▶ **The problem**
Render every line of the items below as a Markdown table with the columns "Row" and "Item", numbering the rows in order and omitting any blank lines.

▶ **Input**
•••••

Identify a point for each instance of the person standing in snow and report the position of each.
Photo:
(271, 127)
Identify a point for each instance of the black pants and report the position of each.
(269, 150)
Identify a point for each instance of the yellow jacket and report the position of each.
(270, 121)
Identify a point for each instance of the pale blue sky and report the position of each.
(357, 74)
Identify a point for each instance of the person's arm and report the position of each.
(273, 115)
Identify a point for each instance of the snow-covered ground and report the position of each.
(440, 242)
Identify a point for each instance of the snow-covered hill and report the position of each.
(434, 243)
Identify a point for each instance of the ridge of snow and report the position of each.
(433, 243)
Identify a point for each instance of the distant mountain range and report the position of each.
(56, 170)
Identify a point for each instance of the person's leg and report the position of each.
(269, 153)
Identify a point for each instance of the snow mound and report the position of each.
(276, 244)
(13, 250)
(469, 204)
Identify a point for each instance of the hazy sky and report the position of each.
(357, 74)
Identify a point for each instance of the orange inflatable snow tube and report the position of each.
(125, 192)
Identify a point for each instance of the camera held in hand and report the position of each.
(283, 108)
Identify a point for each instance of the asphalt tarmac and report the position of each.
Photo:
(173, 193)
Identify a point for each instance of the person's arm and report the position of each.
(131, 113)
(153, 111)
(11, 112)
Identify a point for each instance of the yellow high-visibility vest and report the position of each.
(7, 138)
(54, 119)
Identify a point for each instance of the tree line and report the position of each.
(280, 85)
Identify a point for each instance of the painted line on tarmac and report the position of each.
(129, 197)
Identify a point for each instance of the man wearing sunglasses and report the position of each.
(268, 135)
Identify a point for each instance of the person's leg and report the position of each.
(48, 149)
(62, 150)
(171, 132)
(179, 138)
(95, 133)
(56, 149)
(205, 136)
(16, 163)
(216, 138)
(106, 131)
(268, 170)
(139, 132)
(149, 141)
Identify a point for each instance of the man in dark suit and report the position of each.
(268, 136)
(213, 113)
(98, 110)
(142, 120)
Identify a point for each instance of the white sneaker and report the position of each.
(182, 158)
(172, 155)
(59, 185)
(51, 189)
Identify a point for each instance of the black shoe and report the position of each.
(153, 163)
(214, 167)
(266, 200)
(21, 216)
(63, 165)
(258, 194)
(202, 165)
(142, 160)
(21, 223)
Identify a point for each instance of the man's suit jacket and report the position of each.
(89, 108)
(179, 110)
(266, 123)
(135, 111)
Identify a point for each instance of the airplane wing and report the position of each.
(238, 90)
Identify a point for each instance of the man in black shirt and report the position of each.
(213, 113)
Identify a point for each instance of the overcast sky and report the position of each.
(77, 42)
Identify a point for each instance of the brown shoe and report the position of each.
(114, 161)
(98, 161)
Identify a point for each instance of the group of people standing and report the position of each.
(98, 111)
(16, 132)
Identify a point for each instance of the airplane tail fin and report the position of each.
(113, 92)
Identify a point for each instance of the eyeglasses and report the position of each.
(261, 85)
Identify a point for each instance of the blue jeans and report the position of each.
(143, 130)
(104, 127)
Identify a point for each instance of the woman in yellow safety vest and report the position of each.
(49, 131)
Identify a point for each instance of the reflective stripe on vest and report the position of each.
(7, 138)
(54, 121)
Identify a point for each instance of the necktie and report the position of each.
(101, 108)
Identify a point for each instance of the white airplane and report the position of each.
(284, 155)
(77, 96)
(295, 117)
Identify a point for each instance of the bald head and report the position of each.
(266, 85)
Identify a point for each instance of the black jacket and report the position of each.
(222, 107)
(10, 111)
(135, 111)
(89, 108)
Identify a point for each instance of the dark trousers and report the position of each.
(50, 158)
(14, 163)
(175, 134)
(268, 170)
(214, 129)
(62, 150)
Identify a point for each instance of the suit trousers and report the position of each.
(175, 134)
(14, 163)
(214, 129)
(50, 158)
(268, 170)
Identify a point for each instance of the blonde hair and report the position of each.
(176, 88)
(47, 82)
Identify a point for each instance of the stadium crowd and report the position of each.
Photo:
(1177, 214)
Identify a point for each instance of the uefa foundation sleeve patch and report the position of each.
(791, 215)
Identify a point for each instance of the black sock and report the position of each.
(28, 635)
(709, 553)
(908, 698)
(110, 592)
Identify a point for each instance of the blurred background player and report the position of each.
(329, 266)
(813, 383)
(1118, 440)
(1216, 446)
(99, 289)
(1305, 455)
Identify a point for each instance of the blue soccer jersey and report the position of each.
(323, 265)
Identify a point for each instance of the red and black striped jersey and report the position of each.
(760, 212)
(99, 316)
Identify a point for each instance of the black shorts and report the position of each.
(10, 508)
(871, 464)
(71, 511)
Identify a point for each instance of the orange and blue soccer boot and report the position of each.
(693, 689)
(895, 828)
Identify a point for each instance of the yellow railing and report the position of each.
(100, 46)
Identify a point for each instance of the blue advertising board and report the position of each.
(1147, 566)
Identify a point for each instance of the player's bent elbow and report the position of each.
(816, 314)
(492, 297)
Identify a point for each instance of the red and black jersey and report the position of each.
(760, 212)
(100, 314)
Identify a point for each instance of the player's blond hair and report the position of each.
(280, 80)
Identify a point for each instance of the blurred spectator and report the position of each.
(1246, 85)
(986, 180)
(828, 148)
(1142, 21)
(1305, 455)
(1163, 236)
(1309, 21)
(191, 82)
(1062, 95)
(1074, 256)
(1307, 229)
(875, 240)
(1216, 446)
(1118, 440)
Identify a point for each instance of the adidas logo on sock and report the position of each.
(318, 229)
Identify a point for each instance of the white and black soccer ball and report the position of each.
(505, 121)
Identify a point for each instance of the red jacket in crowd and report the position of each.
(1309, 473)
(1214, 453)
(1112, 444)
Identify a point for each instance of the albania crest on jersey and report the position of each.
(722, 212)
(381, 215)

•••••

▶ **Full output**
| Row | Item |
|---|---|
| 1 | Identify a point for each instance of the person standing in snow and report the position of each. |
| 2 | Photo: |
| 3 | (271, 127) |
| 4 | Identify a point for each instance of the black pants and report the position of each. |
| 5 | (269, 150) |
| 6 | Identify a point for each instance of the yellow jacket and report the position of each. |
| 7 | (270, 121) |
| 8 | Identify a point for each instance of the pale blue sky and report the position of each. |
| 9 | (357, 74) |
| 10 | Identify a point for each instance of the person's arm and report the position of each. |
| 11 | (273, 115) |
| 12 | Identify a point for each instance of the snow-covered ground and report the position of each. |
| 13 | (440, 242) |
| 14 | Identify a point for each instance of the snow-covered hill and report the position of each. |
| 15 | (434, 243) |
| 16 | Identify a point for each instance of the ridge of snow and report the position of each. |
| 17 | (433, 243) |
| 18 | Identify a point for each instance of the distant mountain range and report the position of each. |
| 19 | (56, 170) |
| 20 | Identify a point for each instance of the person's leg and report the position of each. |
| 21 | (269, 153) |
| 22 | Identify a point for each instance of the snow mound and report the position of each. |
| 23 | (276, 244) |
| 24 | (13, 250) |
| 25 | (469, 204) |
| 26 | Identify a point for each instance of the hazy sky and report the position of each. |
| 27 | (357, 74) |
| 28 | Identify a point for each instance of the orange inflatable snow tube and report the position of each. |
| 29 | (125, 192) |
| 30 | Identify a point for each instance of the camera held in hand and report the position of each. |
| 31 | (283, 108) |
| 32 | Identify a point for each instance of the asphalt tarmac and report the position of each. |
| 33 | Photo: |
| 34 | (173, 193) |
| 35 | Identify a point for each instance of the person's arm and report the position of each. |
| 36 | (131, 113) |
| 37 | (153, 111) |
| 38 | (11, 112) |
| 39 | Identify a point for each instance of the yellow high-visibility vest and report the position of each. |
| 40 | (7, 138) |
| 41 | (54, 119) |
| 42 | Identify a point for each instance of the tree line and report the position of each. |
| 43 | (280, 85) |
| 44 | Identify a point for each instance of the painted line on tarmac and report the position of each. |
| 45 | (129, 197) |
| 46 | Identify a point for each instance of the man wearing sunglasses and report the position of each. |
| 47 | (268, 135) |
| 48 | Identify a point for each instance of the person's leg and report the position of each. |
| 49 | (48, 149) |
| 50 | (62, 150) |
| 51 | (171, 132) |
| 52 | (179, 138) |
| 53 | (95, 133) |
| 54 | (56, 149) |
| 55 | (205, 136) |
| 56 | (16, 163) |
| 57 | (216, 138) |
| 58 | (106, 131) |
| 59 | (268, 170) |
| 60 | (139, 132) |
| 61 | (149, 141) |
| 62 | Identify a point for each instance of the man in dark suit and report the position of each. |
| 63 | (268, 136) |
| 64 | (213, 113) |
| 65 | (98, 110) |
| 66 | (142, 120) |
| 67 | Identify a point for each instance of the white sneaker and report the position of each. |
| 68 | (182, 158) |
| 69 | (172, 155) |
| 70 | (59, 185) |
| 71 | (51, 189) |
| 72 | Identify a point for each instance of the black shoe and report the position of each. |
| 73 | (153, 163) |
| 74 | (214, 167) |
| 75 | (266, 200) |
| 76 | (21, 216) |
| 77 | (63, 165) |
| 78 | (258, 194) |
| 79 | (202, 165) |
| 80 | (142, 160) |
| 81 | (21, 223) |
| 82 | Identify a point for each instance of the man's suit jacket and report the position of each. |
| 83 | (89, 108) |
| 84 | (179, 110) |
| 85 | (266, 123) |
| 86 | (135, 111) |
| 87 | Identify a point for each instance of the airplane wing and report the position of each. |
| 88 | (238, 90) |
| 89 | Identify a point for each instance of the man in black shirt and report the position of each. |
| 90 | (213, 113) |
| 91 | Identify a point for each instance of the overcast sky and report the position of each. |
| 92 | (77, 42) |
| 93 | Identify a point for each instance of the brown shoe and report the position of each. |
| 94 | (114, 161) |
| 95 | (98, 161) |
| 96 | Identify a point for each instance of the group of people standing and report the position of each. |
| 97 | (98, 111) |
| 98 | (16, 132) |
| 99 | Identify a point for each instance of the airplane tail fin and report the position of each. |
| 100 | (113, 92) |
| 101 | Identify a point for each instance of the eyeglasses and report the position of each. |
| 102 | (261, 85) |
| 103 | Identify a point for each instance of the blue jeans and report the position of each. |
| 104 | (143, 130) |
| 105 | (104, 127) |
| 106 | Identify a point for each instance of the woman in yellow safety vest and report the position of each. |
| 107 | (49, 131) |
| 108 | Identify a point for each instance of the reflective stripe on vest and report the position of each. |
| 109 | (7, 138) |
| 110 | (54, 121) |
| 111 | Identify a point for each instance of the necktie and report the position of each. |
| 112 | (101, 108) |
| 113 | Identify a point for each instance of the white airplane and report the position of each. |
| 114 | (284, 155) |
| 115 | (77, 96) |
| 116 | (295, 117) |
| 117 | Identify a point for each instance of the bald head and report the position of each. |
| 118 | (266, 85) |
| 119 | Identify a point for each instance of the black jacket and report the position of each. |
| 120 | (222, 107) |
| 121 | (10, 111) |
| 122 | (135, 111) |
| 123 | (89, 108) |
| 124 | Identify a point for each instance of the dark trousers and report the position of each. |
| 125 | (50, 158) |
| 126 | (14, 163) |
| 127 | (175, 134) |
| 128 | (268, 170) |
| 129 | (214, 129) |
| 130 | (62, 150) |
| 131 | Identify a point for each instance of the suit trousers and report the position of each. |
| 132 | (175, 134) |
| 133 | (14, 163) |
| 134 | (214, 129) |
| 135 | (50, 158) |
| 136 | (268, 170) |
| 137 | Identify a point for each instance of the blonde hair and report the position of each. |
| 138 | (176, 88) |
| 139 | (47, 82) |
| 140 | Identify a point for each instance of the stadium crowd and report the position of each. |
| 141 | Photo: |
| 142 | (1177, 214) |
| 143 | Identify a point for each instance of the uefa foundation sleeve patch and report the position of each. |
| 144 | (791, 215) |
| 145 | Identify a point for each instance of the black sock and report the position of each. |
| 146 | (28, 635) |
| 147 | (709, 553) |
| 148 | (908, 698) |
| 149 | (110, 592) |
| 150 | Identify a point for each instance of the blurred background player and report the position of each. |
| 151 | (329, 266) |
| 152 | (813, 383) |
| 153 | (1118, 440) |
| 154 | (1216, 446) |
| 155 | (99, 289) |
| 156 | (1305, 455) |
| 157 | Identify a point for each instance of the blue soccer jersey and report the position of each. |
| 158 | (323, 265) |
| 159 | Identify a point for each instance of the red and black striped jersey and report the position of each. |
| 160 | (760, 212) |
| 161 | (99, 316) |
| 162 | Identify a point for each instance of the black shorts and report the position of each. |
| 163 | (10, 508) |
| 164 | (871, 464) |
| 165 | (71, 511) |
| 166 | Identify a point for each instance of the orange and blue soccer boot and report the position of each. |
| 167 | (693, 689) |
| 168 | (895, 828) |
| 169 | Identify a point for each instance of the yellow railing and report the position of each. |
| 170 | (100, 46) |
| 171 | Identify a point for each instance of the blue advertising board and report the position of each. |
| 172 | (1147, 566) |
| 173 | Identify a point for each instance of the player's bent elbow and report the position of each. |
| 174 | (816, 314) |
| 175 | (492, 297) |
| 176 | Identify a point for each instance of the red and black jersey and report the position of each. |
| 177 | (760, 212) |
| 178 | (100, 314) |
| 179 | Identify a point for each instance of the player's blond hair and report the position of each. |
| 180 | (280, 80) |
| 181 | Identify a point for each instance of the blurred spectator and report the position of each. |
| 182 | (1246, 85) |
| 183 | (986, 180) |
| 184 | (828, 148) |
| 185 | (1142, 21) |
| 186 | (1305, 455) |
| 187 | (1163, 236) |
| 188 | (1309, 21) |
| 189 | (191, 82) |
| 190 | (1062, 95) |
| 191 | (1074, 256) |
| 192 | (1307, 229) |
| 193 | (875, 240) |
| 194 | (1216, 446) |
| 195 | (1118, 440) |
| 196 | Identify a point for each instance of the adidas logo on sock and report the position of each. |
| 197 | (318, 229) |
| 198 | Identify a point for each instance of the white and black soccer ball and report the position of each. |
| 199 | (505, 121) |
| 200 | Identify a point for each instance of the red jacket in crowd and report the position of each. |
| 201 | (1309, 473) |
| 202 | (1214, 453) |
| 203 | (1112, 444) |
| 204 | Identify a point for each instance of the albania crest on jersey and report the position of each. |
| 205 | (722, 212) |
| 206 | (381, 215) |